*Goal*
Revise everything from the line containing "of the **fingernail**" down to the line containing "POLYGON ((122 78, 119", changing "fingernail" to "toenail" and keeping all else the same.

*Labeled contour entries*

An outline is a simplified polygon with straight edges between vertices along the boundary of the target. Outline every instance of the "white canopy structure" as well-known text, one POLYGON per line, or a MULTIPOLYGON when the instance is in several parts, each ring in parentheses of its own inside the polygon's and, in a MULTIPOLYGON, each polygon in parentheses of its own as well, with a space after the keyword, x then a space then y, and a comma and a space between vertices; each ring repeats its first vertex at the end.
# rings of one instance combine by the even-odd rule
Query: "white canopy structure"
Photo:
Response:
---
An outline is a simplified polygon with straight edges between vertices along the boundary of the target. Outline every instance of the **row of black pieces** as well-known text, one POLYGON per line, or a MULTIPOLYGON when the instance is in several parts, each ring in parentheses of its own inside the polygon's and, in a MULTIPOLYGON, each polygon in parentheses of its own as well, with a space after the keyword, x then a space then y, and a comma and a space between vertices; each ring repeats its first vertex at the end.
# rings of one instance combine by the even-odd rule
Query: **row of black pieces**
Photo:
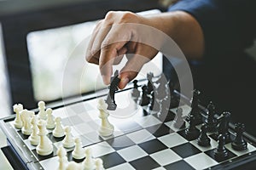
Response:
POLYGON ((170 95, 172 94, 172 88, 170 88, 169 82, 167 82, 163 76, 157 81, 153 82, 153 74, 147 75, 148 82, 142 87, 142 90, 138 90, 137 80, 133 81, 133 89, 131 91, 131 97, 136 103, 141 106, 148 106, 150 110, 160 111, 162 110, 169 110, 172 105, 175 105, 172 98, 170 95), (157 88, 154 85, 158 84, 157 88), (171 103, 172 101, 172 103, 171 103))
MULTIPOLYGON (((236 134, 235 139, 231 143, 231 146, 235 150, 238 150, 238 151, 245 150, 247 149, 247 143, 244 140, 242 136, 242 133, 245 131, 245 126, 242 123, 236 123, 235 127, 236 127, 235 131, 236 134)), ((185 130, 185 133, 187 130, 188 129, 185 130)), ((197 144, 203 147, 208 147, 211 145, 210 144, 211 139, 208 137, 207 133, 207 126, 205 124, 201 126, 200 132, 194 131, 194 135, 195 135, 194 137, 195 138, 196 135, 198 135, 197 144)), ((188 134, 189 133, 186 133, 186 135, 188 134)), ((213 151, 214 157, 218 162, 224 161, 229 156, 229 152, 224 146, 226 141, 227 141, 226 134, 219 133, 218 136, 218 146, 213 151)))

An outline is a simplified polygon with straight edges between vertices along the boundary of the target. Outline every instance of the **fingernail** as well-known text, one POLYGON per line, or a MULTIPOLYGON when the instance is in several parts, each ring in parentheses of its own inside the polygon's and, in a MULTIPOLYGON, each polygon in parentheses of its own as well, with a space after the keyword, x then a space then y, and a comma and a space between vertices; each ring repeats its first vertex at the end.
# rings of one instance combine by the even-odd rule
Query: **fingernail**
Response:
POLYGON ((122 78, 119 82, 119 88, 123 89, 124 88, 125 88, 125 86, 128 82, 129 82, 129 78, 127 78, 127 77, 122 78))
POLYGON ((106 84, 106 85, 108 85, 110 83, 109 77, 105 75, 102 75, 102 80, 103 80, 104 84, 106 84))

*Task output*
An outline is a simplified polygon with straight edges between vertices along the boundary of the target. Outline every instance of the **toenail** as well-known text, one POLYGON per line, or a MULTIPOLYGON when the instance is in several parts, each ring in parentheses of its own inside the polygon's and, in a MULTIPOLYGON, each polygon in parentheses of its own as well, with a space after the keyword, x then a space then y, and a comma and a space between vertices; each ring repeats its first vertex at the end.
# rings of one instance combine by the even-odd rule
Query: **toenail**
Response:
POLYGON ((122 78, 119 82, 119 88, 123 89, 124 88, 125 88, 125 86, 128 82, 129 82, 129 78, 127 78, 127 77, 122 78))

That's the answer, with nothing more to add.